READING TEXT:
★ ★ ★ ★ ★

Skip to content

Harnessing the Wisdom of Crowds to Assess Recession Risks in OECD Countries

by Thomas Chalaux, Dave Turner and Steven Cassimon, OECD Economics Department.

Macroeconomic forecasters have struggled to reliably pinpoint the precise timing of business cycle turning points and future recessions. Recognising this inherent difficulty, a growing body of work has shifted focus to probabilistic models, aiming to assess the risk of a future downturn rather than attempting exact prediction.

Researchers from major institutions, including the IMF, ECB, and the Bank of England, have lauded Random Forests (RF), or closely related methods, as the most consistently effective machine-learning method for identifying crisis episodes, often deemed superior to traditional probit/logit modelling [Bluwstein et al. (2020), Hellwig (2021), IMF (2021), Jarmulska (2020)]. However, the OECD Working Paper, Harnessing the wisdom of crowds to assess recession risks in OECD countries” (Chalaux et al, 2025), challenges this prevailing view, demonstrating that a customised algorithm based on enhanced probit modelling can match, and in some key areas surpass, the performance of Random Forests when predicting recession episodes across 20 OECD countries.

The key to this revitalisation of probit modelling lies in embracing the concept of ensemble forecasting, the “wisdom of crowds.”

The Doombot Algorithm and the Power of Averaging

The working paper introduces the latest version of a highly customised algorithm known as Doombot. While Random Forests achieve superior performance by averaging predictions across many decision trees, the newest Doombot algorithm mimics this strategy by averaging predictions from many well-fitting probit equations. This feature, termed the “wisdom of crowds,” boosts the algorithm’s out-of-sample predictive capability. The benefit of averaging is widely acknowledged in the broader forecasting literature, where simple averages often outperform more complex aggregation schemes.

Doombot’s design features substantial customisation. It employs a “brute force” method to test a large number of combinations of explanatory variables. To ensure the resulting predictions are credible and comprehensible to external audiences, the algorithm retains only well-fitting equations with statistically significant variables and imposes sign restrictions to maintain a coherent and consistent economic narrative across countries and forecast horizons.

An advantage highlighted in the paper is that Doombot is built on country-specific models. This contrasts with Random Forests, which performs best when pooling countries to estimate a single common model. The authors argue that country-specific models inherently produce more intuitively appealing properties, enhancing credibility when communicating with stakeholders.

The Predictive “Horse Race”

The OECD research compared the out-of-sample performance of five methods: Probit employing the “Wisdom of Crowds” [hereafter “Probit (WoC)”], the single-equation Probit, Random Forests estimated for individual countries (IRF), Pooled Random Forests (PRF), and LASSO.

★ ★ ★ ★ ★

RECORD EXTRACTS:
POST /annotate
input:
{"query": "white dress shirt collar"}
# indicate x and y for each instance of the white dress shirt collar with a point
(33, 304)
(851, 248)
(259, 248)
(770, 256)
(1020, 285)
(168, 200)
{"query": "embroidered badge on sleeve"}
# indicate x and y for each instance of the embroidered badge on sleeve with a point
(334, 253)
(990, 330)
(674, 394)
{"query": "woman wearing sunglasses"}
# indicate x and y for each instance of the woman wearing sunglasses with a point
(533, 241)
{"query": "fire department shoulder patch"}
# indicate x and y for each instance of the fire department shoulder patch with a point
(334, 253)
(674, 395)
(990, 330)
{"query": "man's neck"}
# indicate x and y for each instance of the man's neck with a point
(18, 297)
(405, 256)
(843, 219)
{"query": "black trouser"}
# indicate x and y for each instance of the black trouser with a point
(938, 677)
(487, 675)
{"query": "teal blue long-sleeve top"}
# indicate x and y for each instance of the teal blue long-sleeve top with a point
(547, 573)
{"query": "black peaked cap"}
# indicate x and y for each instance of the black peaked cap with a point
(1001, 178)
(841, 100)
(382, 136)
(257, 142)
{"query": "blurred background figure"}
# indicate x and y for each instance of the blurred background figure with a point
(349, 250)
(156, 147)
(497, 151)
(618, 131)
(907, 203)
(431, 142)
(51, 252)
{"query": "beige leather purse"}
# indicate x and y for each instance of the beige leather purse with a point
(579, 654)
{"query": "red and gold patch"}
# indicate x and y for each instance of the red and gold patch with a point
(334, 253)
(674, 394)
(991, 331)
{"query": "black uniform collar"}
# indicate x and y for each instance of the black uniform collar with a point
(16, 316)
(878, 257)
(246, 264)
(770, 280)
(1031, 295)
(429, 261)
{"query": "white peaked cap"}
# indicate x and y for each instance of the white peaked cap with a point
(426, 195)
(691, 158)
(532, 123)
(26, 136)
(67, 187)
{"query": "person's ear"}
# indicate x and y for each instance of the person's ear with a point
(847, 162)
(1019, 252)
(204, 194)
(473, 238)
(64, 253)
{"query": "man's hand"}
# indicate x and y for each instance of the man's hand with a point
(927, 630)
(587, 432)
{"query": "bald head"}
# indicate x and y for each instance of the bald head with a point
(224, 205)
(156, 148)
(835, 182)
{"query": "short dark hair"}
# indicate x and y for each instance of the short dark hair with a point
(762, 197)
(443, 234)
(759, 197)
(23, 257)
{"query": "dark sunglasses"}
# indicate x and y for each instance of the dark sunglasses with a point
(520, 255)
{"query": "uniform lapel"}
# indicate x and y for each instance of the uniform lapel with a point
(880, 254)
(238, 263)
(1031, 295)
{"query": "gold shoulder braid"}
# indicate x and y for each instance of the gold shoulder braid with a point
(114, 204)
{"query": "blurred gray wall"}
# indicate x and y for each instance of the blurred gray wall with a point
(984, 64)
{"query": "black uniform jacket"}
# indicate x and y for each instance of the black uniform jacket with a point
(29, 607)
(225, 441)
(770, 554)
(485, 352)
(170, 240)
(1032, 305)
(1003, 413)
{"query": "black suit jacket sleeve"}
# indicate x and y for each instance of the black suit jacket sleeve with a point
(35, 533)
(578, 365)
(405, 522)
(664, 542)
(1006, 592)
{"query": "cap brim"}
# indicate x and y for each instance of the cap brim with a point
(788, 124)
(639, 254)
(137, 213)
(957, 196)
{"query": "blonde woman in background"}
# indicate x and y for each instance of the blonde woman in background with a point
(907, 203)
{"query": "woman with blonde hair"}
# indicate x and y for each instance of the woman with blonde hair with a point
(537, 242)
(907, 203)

★ ★ ★ ★ ★

OBJECTIVE:
Return the passage of the recession-risk article that starts at "The key to this" and ends at "complex aggregation schemes.", copied word for word. These rows were drawn from a separate source.

ANSWER TO THE EXERCISE:
The key to this revitalisation of probit modelling lies in embracing the concept of ensemble forecasting, the “wisdom of crowds.”

The Doombot Algorithm and the Power of Averaging

The working paper introduces the latest version of a highly customised algorithm known as Doombot. While Random Forests achieve superior performance by averaging predictions across many decision trees, the newest Doombot algorithm mimics this strategy by averaging predictions from many well-fitting probit equations. This feature, termed the “wisdom of crowds,” boosts the algorithm’s out-of-sample predictive capability. The benefit of averaging is widely acknowledged in the broader forecasting literature, where simple averages often outperform more complex aggregation schemes.